You may also want to draft notification document(s), in advance of any need, describing what protective and defensive measures an individual whose personal information may have been compromised can take. That means you'll need to have contact information for everyone whose personal information you retain.
Be prepared to investigate a breach efficiently and quickly using either internal or external resources, or a combination of both. If you plan to handle investigations internally, you may want to acquire forensic/incident response software that is capable of producing court-admissible evidence, should you need it.
Ensure your current software is configured correctly
According to Gartner, sixty-five percent of attacks exploit misconfigured systems. Therefore,
maximize your current investment in security-related software by ensuring it's configured correctly
and patched properly on an ongoing basis. Check to ensure that you're exploiting all applicable
logging capabilities of your existing software. If you develop custom applications, ensure your
developers are properly trained in state-of-the-art secure software development techniques, since
you can be attacked via application, as well as network, vulnerabilities.
Ensure regulatory compliance with security policy-based software
Now that you have identified policies and procedures, invest in controls that are essential for
risk management and that ensure regulatory compliance. Good policy-based software ensures that the
measures you put in place to safeguard the privacy of sensitive information is not defeated.
Protect your extended perimeter
The perimeter as we know it today is gone. With the introduction of new mobile and wireless
devices, computing is no longer restricted to a fixed location or tied to a physical network.
Sensitive data can be accessed and stored on laptop and tablet computers, as well as PDAs and
smartphones. Once beyond the firewall, that information is outside an organization's span of
control. An unsecured device in the wrong hands can expose sensitive data, as well as be used to
access network resources. Therefore, securing these devices is not only essential to protecting
sensitive data; it is a necessary component of network security.

CHALLENGE A:
List every line of the listing that contains the string "dirt".
The passage above and the listing that follows have nothing to do with each other.

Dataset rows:
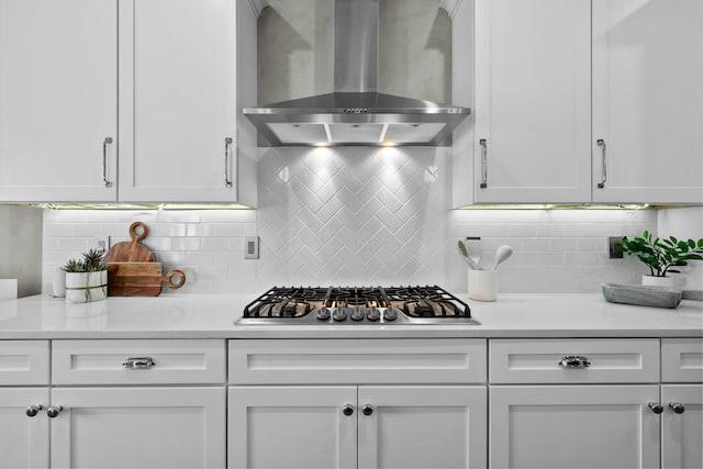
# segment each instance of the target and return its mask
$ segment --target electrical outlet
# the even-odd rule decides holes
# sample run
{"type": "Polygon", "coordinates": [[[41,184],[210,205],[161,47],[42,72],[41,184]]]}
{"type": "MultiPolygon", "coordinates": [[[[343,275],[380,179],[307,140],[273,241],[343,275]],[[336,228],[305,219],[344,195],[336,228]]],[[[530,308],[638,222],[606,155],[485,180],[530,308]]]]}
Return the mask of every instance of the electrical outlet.
{"type": "Polygon", "coordinates": [[[244,258],[245,259],[259,258],[259,237],[258,236],[246,236],[244,238],[244,258]]]}
{"type": "Polygon", "coordinates": [[[110,250],[110,236],[94,236],[91,245],[96,249],[110,250]]]}
{"type": "Polygon", "coordinates": [[[620,246],[620,242],[623,241],[623,236],[611,236],[607,238],[607,255],[609,259],[622,259],[623,249],[620,246]]]}

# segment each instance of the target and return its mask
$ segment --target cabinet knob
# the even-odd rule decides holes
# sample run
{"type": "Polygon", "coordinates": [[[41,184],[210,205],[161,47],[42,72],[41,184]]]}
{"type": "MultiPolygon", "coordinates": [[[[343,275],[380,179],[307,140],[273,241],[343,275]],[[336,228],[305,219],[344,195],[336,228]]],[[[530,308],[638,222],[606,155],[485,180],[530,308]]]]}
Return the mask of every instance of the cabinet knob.
{"type": "Polygon", "coordinates": [[[563,368],[588,368],[591,362],[587,357],[579,357],[578,355],[567,355],[561,358],[559,366],[563,368]]]}
{"type": "Polygon", "coordinates": [[[49,418],[56,418],[58,414],[62,413],[63,410],[64,410],[63,405],[52,405],[46,410],[46,415],[48,415],[49,418]]]}
{"type": "Polygon", "coordinates": [[[154,368],[156,366],[156,361],[152,357],[129,357],[122,366],[129,369],[144,369],[147,370],[149,368],[154,368]]]}
{"type": "Polygon", "coordinates": [[[682,414],[683,411],[685,411],[685,407],[683,406],[682,403],[680,402],[669,402],[669,406],[671,407],[671,410],[673,412],[676,412],[677,414],[682,414]]]}
{"type": "Polygon", "coordinates": [[[36,414],[38,414],[42,409],[44,409],[44,405],[42,405],[42,404],[30,405],[29,407],[26,407],[26,416],[27,417],[33,417],[36,414]]]}

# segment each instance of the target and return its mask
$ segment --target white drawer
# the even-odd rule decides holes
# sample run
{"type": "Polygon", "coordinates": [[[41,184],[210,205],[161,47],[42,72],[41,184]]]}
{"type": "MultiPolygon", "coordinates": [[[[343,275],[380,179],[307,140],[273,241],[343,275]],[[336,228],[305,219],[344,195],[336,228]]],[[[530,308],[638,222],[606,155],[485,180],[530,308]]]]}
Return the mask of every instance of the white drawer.
{"type": "Polygon", "coordinates": [[[230,382],[483,383],[486,340],[233,339],[230,382]]]}
{"type": "Polygon", "coordinates": [[[703,339],[661,340],[661,381],[703,382],[703,339]]]}
{"type": "Polygon", "coordinates": [[[54,340],[54,384],[224,383],[225,342],[54,340]],[[130,366],[129,360],[132,360],[130,366]]]}
{"type": "Polygon", "coordinates": [[[0,386],[48,384],[48,340],[0,340],[0,386]]]}
{"type": "Polygon", "coordinates": [[[491,383],[659,382],[657,338],[492,339],[489,356],[491,383]],[[589,365],[567,368],[569,356],[589,365]]]}

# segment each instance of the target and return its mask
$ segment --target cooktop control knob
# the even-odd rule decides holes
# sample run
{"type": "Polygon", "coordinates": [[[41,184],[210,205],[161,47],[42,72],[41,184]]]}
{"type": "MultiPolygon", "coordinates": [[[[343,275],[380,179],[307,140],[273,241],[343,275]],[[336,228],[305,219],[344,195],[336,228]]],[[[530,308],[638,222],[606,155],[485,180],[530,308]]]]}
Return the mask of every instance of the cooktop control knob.
{"type": "Polygon", "coordinates": [[[364,311],[355,308],[349,317],[352,317],[352,321],[364,321],[364,311]]]}
{"type": "Polygon", "coordinates": [[[326,308],[319,309],[315,317],[317,317],[317,321],[330,321],[330,310],[326,308]]]}
{"type": "Polygon", "coordinates": [[[347,319],[347,313],[341,308],[334,310],[334,312],[332,313],[332,320],[338,323],[341,323],[342,321],[345,321],[346,319],[347,319]]]}
{"type": "Polygon", "coordinates": [[[383,311],[383,321],[395,321],[398,319],[398,310],[389,308],[383,311]]]}

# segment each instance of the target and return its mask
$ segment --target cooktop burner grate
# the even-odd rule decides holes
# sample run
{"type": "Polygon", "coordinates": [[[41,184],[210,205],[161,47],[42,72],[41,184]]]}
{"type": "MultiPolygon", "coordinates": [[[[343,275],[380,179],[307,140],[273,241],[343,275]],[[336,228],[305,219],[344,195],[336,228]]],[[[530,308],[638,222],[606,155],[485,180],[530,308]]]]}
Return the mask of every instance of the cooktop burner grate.
{"type": "Polygon", "coordinates": [[[437,286],[274,287],[238,324],[478,324],[469,305],[437,286]]]}

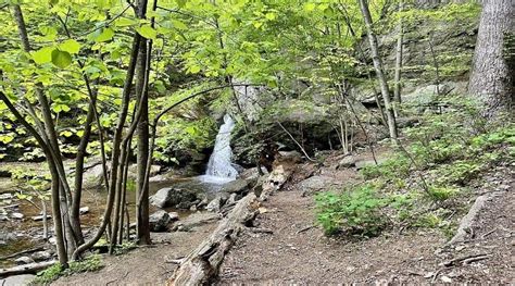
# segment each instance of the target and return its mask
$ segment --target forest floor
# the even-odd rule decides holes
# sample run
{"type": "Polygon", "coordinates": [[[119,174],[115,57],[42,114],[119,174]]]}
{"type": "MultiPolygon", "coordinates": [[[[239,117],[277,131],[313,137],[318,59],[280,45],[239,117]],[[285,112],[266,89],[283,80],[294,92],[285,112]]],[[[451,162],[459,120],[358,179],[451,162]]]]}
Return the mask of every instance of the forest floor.
{"type": "MultiPolygon", "coordinates": [[[[352,169],[318,173],[344,184],[359,179],[352,169]]],[[[239,239],[223,263],[218,285],[515,283],[513,166],[490,173],[491,188],[473,191],[470,202],[503,183],[510,188],[495,191],[481,210],[472,227],[475,238],[453,247],[445,247],[440,231],[427,228],[387,229],[364,240],[328,238],[315,224],[314,198],[303,196],[293,182],[263,203],[267,212],[256,220],[273,234],[247,233],[239,239]],[[485,258],[473,261],[477,254],[485,258]]]]}
{"type": "MultiPolygon", "coordinates": [[[[365,152],[359,159],[370,158],[365,152]]],[[[321,175],[346,185],[361,177],[352,167],[307,163],[297,170],[282,190],[262,203],[265,211],[254,222],[272,234],[243,232],[223,262],[218,285],[515,283],[513,165],[488,171],[467,194],[469,206],[480,195],[495,196],[474,221],[466,240],[451,247],[449,237],[431,228],[386,229],[368,239],[327,237],[315,222],[314,196],[306,195],[300,182],[321,175]]],[[[102,270],[62,277],[52,285],[162,285],[177,268],[169,261],[186,257],[215,226],[211,222],[193,232],[152,234],[155,246],[105,257],[102,270]]]]}

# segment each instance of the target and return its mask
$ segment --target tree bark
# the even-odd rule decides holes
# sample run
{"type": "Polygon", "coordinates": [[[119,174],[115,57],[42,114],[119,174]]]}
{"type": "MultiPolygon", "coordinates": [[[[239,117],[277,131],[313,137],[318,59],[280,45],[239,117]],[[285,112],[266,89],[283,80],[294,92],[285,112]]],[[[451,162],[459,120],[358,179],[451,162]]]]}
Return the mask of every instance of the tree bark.
{"type": "Polygon", "coordinates": [[[370,45],[372,51],[372,60],[374,62],[374,69],[376,70],[377,79],[379,80],[381,87],[381,96],[382,100],[385,101],[385,108],[387,113],[388,120],[388,129],[390,133],[391,139],[397,139],[398,132],[397,132],[397,123],[395,123],[395,115],[393,114],[393,108],[390,101],[390,92],[388,90],[388,82],[385,76],[385,72],[382,69],[382,62],[379,57],[379,45],[377,43],[376,34],[372,27],[372,16],[370,11],[368,10],[368,3],[366,0],[359,0],[361,12],[363,14],[363,18],[365,20],[365,26],[367,30],[367,38],[370,45]]]}
{"type": "Polygon", "coordinates": [[[515,1],[483,0],[468,91],[488,120],[510,111],[514,101],[515,69],[503,55],[508,33],[515,33],[515,1]]]}
{"type": "MultiPolygon", "coordinates": [[[[399,12],[402,12],[403,2],[399,2],[399,12]]],[[[404,38],[404,26],[402,17],[399,18],[398,25],[399,34],[397,38],[395,49],[395,74],[394,74],[394,87],[393,87],[393,101],[395,103],[395,116],[399,115],[399,104],[402,102],[401,99],[401,72],[402,72],[402,52],[403,52],[403,38],[404,38]]]]}

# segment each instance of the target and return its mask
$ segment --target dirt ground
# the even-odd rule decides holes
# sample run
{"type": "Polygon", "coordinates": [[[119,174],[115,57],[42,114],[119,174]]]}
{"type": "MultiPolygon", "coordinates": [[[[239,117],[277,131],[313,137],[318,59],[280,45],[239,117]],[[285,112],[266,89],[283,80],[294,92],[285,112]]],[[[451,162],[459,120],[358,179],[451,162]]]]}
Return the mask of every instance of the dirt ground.
{"type": "MultiPolygon", "coordinates": [[[[453,246],[447,246],[449,239],[440,231],[427,228],[402,234],[387,229],[370,239],[328,238],[315,224],[314,197],[304,196],[293,182],[263,202],[265,212],[254,222],[273,233],[244,232],[226,256],[217,285],[514,284],[513,166],[492,171],[488,186],[469,194],[470,206],[481,194],[493,191],[495,197],[474,221],[465,241],[453,246]]],[[[311,175],[312,167],[302,166],[300,173],[311,175]]],[[[359,179],[352,169],[322,167],[315,174],[346,184],[359,179]]],[[[196,232],[154,234],[156,247],[106,257],[103,270],[53,285],[164,285],[177,266],[166,261],[187,256],[214,227],[212,223],[196,232]]]]}
{"type": "Polygon", "coordinates": [[[102,270],[62,277],[52,285],[164,285],[177,268],[169,261],[186,257],[215,227],[216,223],[210,223],[191,232],[152,233],[154,247],[116,257],[105,256],[102,270]]]}
{"type": "MultiPolygon", "coordinates": [[[[475,221],[474,237],[453,247],[445,247],[448,239],[431,229],[402,235],[387,231],[359,241],[326,238],[314,226],[313,197],[303,197],[293,186],[263,204],[268,211],[256,225],[273,234],[244,234],[226,257],[218,285],[513,284],[513,166],[503,167],[490,179],[492,188],[482,192],[497,190],[497,197],[475,221]],[[504,186],[501,191],[499,185],[504,186]],[[477,254],[482,259],[474,261],[477,254]]],[[[472,194],[470,202],[477,195],[472,194]]]]}

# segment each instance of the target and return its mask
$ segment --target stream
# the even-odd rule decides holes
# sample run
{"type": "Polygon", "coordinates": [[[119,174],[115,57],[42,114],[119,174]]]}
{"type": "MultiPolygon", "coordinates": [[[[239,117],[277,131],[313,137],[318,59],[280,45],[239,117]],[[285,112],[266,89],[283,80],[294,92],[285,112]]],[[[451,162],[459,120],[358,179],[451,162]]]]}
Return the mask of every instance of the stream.
{"type": "MultiPolygon", "coordinates": [[[[224,116],[218,135],[216,136],[215,147],[210,161],[206,166],[205,174],[193,177],[174,177],[173,179],[165,179],[160,182],[151,182],[150,196],[154,195],[162,188],[173,187],[179,189],[197,190],[204,192],[208,197],[214,195],[228,182],[236,179],[238,171],[231,163],[233,150],[230,148],[230,134],[235,127],[235,122],[229,115],[224,116]]],[[[2,178],[2,181],[9,181],[2,178]]],[[[1,184],[1,186],[7,185],[1,184]]],[[[32,249],[45,245],[43,238],[43,223],[42,221],[35,221],[32,217],[41,215],[40,202],[35,199],[34,203],[28,200],[18,199],[16,187],[10,184],[9,188],[0,186],[0,268],[9,268],[15,265],[15,258],[1,259],[20,251],[32,249]],[[13,207],[14,206],[14,207],[13,207]],[[9,213],[9,215],[8,215],[9,213]],[[23,217],[14,217],[16,215],[23,217]]],[[[93,232],[100,224],[101,216],[104,211],[108,194],[103,188],[90,188],[83,190],[83,198],[80,206],[87,207],[88,211],[80,215],[83,231],[86,236],[93,232]]],[[[127,190],[127,208],[130,215],[130,221],[134,222],[136,213],[136,194],[134,190],[127,190]]],[[[50,202],[47,201],[47,210],[51,214],[50,202]]],[[[160,210],[150,204],[150,213],[160,210]]],[[[177,210],[174,208],[164,208],[167,212],[177,212],[179,220],[190,215],[191,210],[177,210]]],[[[52,233],[52,219],[48,220],[49,236],[52,233]]]]}

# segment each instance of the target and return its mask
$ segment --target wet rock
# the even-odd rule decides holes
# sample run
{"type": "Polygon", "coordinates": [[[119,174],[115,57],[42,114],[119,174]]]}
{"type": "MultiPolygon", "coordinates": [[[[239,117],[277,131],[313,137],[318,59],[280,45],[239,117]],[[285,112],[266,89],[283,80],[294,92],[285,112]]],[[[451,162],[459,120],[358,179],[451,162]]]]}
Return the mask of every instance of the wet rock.
{"type": "Polygon", "coordinates": [[[21,212],[13,212],[13,213],[11,213],[11,217],[13,217],[15,220],[23,220],[23,217],[25,217],[25,215],[21,212]]]}
{"type": "Polygon", "coordinates": [[[197,192],[181,188],[162,188],[150,197],[150,203],[159,208],[176,207],[188,210],[198,200],[197,192]]]}
{"type": "Polygon", "coordinates": [[[28,285],[35,277],[36,275],[32,275],[32,274],[9,276],[9,277],[5,277],[4,279],[0,278],[0,285],[3,285],[3,286],[28,285]]]}
{"type": "Polygon", "coordinates": [[[16,258],[14,262],[16,262],[16,264],[18,265],[22,265],[22,264],[33,263],[34,260],[29,257],[20,257],[20,258],[16,258]]]}
{"type": "Polygon", "coordinates": [[[10,241],[16,239],[16,235],[8,231],[0,231],[0,240],[10,241]]]}
{"type": "Polygon", "coordinates": [[[52,258],[52,253],[50,253],[49,251],[38,251],[38,252],[34,252],[30,257],[36,262],[46,261],[52,258]]]}
{"type": "Polygon", "coordinates": [[[151,232],[164,232],[169,223],[169,214],[165,211],[156,211],[149,216],[151,232]]]}
{"type": "Polygon", "coordinates": [[[236,194],[243,194],[249,190],[249,182],[247,179],[235,179],[225,184],[221,191],[225,192],[236,192],[236,194]]]}
{"type": "Polygon", "coordinates": [[[208,203],[208,207],[205,207],[205,209],[210,212],[219,212],[221,208],[222,208],[221,197],[214,198],[210,203],[208,203]]]}
{"type": "Polygon", "coordinates": [[[83,207],[83,208],[78,209],[79,214],[86,214],[88,212],[89,212],[89,207],[83,207]]]}
{"type": "Polygon", "coordinates": [[[312,176],[298,184],[299,189],[303,196],[313,195],[317,191],[325,190],[331,186],[337,185],[337,182],[332,177],[328,176],[312,176]]]}
{"type": "Polygon", "coordinates": [[[177,212],[168,212],[169,221],[175,222],[179,220],[179,214],[177,212]]]}
{"type": "Polygon", "coordinates": [[[341,159],[340,162],[338,162],[337,169],[351,167],[351,166],[354,166],[355,163],[356,163],[356,159],[353,156],[347,156],[343,159],[341,159]]]}

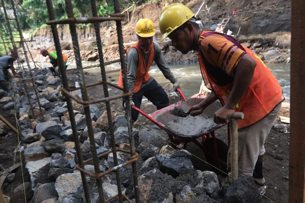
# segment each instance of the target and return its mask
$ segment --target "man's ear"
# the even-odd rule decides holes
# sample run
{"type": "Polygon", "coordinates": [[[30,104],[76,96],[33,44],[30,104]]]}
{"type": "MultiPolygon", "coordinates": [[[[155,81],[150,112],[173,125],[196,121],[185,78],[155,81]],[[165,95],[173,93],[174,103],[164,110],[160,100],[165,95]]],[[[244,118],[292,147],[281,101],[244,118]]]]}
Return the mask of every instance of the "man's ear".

CHALLENGE B:
Continue the data-security passage from its last sentence.

WRITTEN RESPONSE A:
$ segment --target dirt ground
Return the mask of every instance of the dirt ground.

WRITTEN RESPONSE B:
To maximize the protection of sensitive data, devices must be protected whether in a connected or disconnected state. Implement policy-based mobile security software with robust on-device security for controlling access privileges, authenticating users and devices and encrypting sensitive data. Make sure it is implemented on each mobile computer, handheld and smartphone that is used to access your enterprise network.
Given the security risks associated with information traveling over the Internet, link-level encryption technology, such as Secure Socket Layer (SSL) or Virtual Private Network (VPN) technology, should be implemented to protect the data as it is transmitted to and from the enterprise network. In addition, a personal firewall should be implemented to further control access to mobile computing devices.
Summary
Identity theft is a major issue faced by everyone. Defense strategies, including sound practices,
deployment of sophisticated technologies and adequate staffing and training, are critical. The most
severe and overlooked threat to your organization, mobile and wireless devices must also be
included as a key component of your defense strategy. Sensitive data is stored on laptop and tablet
computers, as well as PDAs, converged PDAs and smartphones and is too easily accessible if the
mobile device is lost, stolen or left unattended.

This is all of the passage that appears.